WHAT THE TASK REQUIRES: Write the next part of the review of the Morenos' novel "The Magazine," starting after its final sentence.

EXCERPT PROVIDED:
● ● ● ● ● ● ●
Monday, April 15, 2019

"The Magazine" reveals skulduggery at a magazine

Kasia Moreno and her husband Hugo each have a couple decades of experience working at financial magazines such as Forbes and SmartMoney. (I'm quoting their book's biographical note; my fact-checking staff is on vacation this week.) With that background, they apparently thought, why not write a revenge thriller in which virtually all the main characters are connected to a financial magazine that is arrogant enough to call itself The Magazine?

The Morenos' novel, titled The Magazine, begins with a change at the top of the magazine's masthead on June 13, 1997. (The chapters are all dated to help readers keep track of the pell mell activity; the book ends on October 9, 1999.) The editor-in-chief is stepping down and, to select a replacement, he asks each of four candidates on the staff to come up with an outstanding story and may the best reporter win.

Rebecca, one of the candidates, sniffs out a potential blockbuster and works flat out for more than a week, ignoring sleep, ignoring food, barely drinking enough liquid to remain functional, and ignoring her widowed father's phone messages. (He's gregarious; she's focused on her story.)

At the end of the editorial competition she learns the fix was in from the beginning. The outgoing editor had chosen a successor before the contest but used it to spur the four reporters to outdo themselves for the next issue. Rebecca gets more bad news: Her beloved father had been one of many terminated at his long-time employer after Tom Richardson, a billionaire hedge-fund manager bought the company. The father who'd been trying to reach his daughter all week to tell her he'd lost the job he loved terminated himself by jumping off the company's roof. Rebecca. shattered, quits The Magazine to work for its competition.

Tom Richardson is handsome, middle-aged, wealthy, and currently single. Twenty years earlier at Yale he had an affair with an Africa-American fellow student that  resulted in a daughter, Kimmie. Richardson supported Kimmie and her mother but had no contact with the girl who, early in the book, shows up at his Fifth Avenue penthouse apartment. Kimmie, after a stint at Morgan-Stanley, obtains a reporting job at The Magazine. 

The book's fourth main character is Helen who, when she isn't named editor-in-chief, apparently becomes The Magazine's managing editor. She meets Richardson, they fall in love, and he asks her to marry him.
● ● ● ● ● ● ●
PROVIDED RECORDS:
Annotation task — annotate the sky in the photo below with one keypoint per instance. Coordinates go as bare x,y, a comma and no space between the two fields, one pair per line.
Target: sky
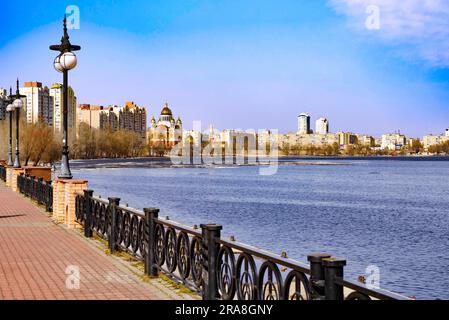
● ● ● ● ● ● ●
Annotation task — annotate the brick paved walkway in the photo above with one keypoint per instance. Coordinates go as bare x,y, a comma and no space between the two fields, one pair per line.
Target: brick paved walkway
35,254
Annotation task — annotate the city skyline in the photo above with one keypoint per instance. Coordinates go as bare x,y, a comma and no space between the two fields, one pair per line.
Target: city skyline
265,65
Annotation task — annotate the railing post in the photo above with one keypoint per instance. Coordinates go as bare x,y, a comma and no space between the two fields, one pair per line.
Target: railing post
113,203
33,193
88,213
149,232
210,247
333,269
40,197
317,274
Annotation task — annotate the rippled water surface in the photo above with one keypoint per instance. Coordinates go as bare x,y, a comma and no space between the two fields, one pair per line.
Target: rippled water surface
● ● ● ● ● ● ●
ANSWER TO THIS TASK:
So, the pieces are on the board and the game's underway: Rebecca wants to avenge her father's suicide by destroying the man who inadvertently (indeed, unknowingly) caused it: Tom Richardson. Kimmie wants to punish her father for his years of neglect. Helen wants to protect her finance.

Because the Morenos are writing from the inside, virtually all of the information about financial reporting and life on a national magazine ring true: how you find stories, relationship with sources, editorial idiosyncrasies (I myself had an editor who made changes at the last moment just because he could), and more. And because the book is set at the end of the 1990s, The Magazine's publisher does not yet have to lose sleep over the internet and what it is going to do to advertising and circulation.

The novel does raise a question: What is the point of it all? The Magazine's readers are, presumably, looking for an edge. an insight that a skilled reporter can tease out of SEC filings, analysts' reports, hints, and rumors. With the insight investors can confidently buy more stock, sell what they have, or short it in the expectation the price will drop. But how, the disinterested reader might ask, does this add to the country's wealth? It doesn't add to the country's stock of scientific or technological knowledge. It doesn't build a house, school, hospital, bridge, transportation system, or anything else. But that's a subject for another book.

The Magazine held my interest all the way through and not only because I have a background in magazine publishing myself. By the time I began to be less willing suspend my disbelief in the Morenos' complex plot I was hooked. How do you destroy a billionaire who can (and does) recruit one of the best private detectives in New York City and has an army of lawyers? How does a crack reporter protect her story from another crack reporter? How do you booby trap a loft apartment with nothing more than a screwdriver? Read—and enjoy—The Magazine to find out.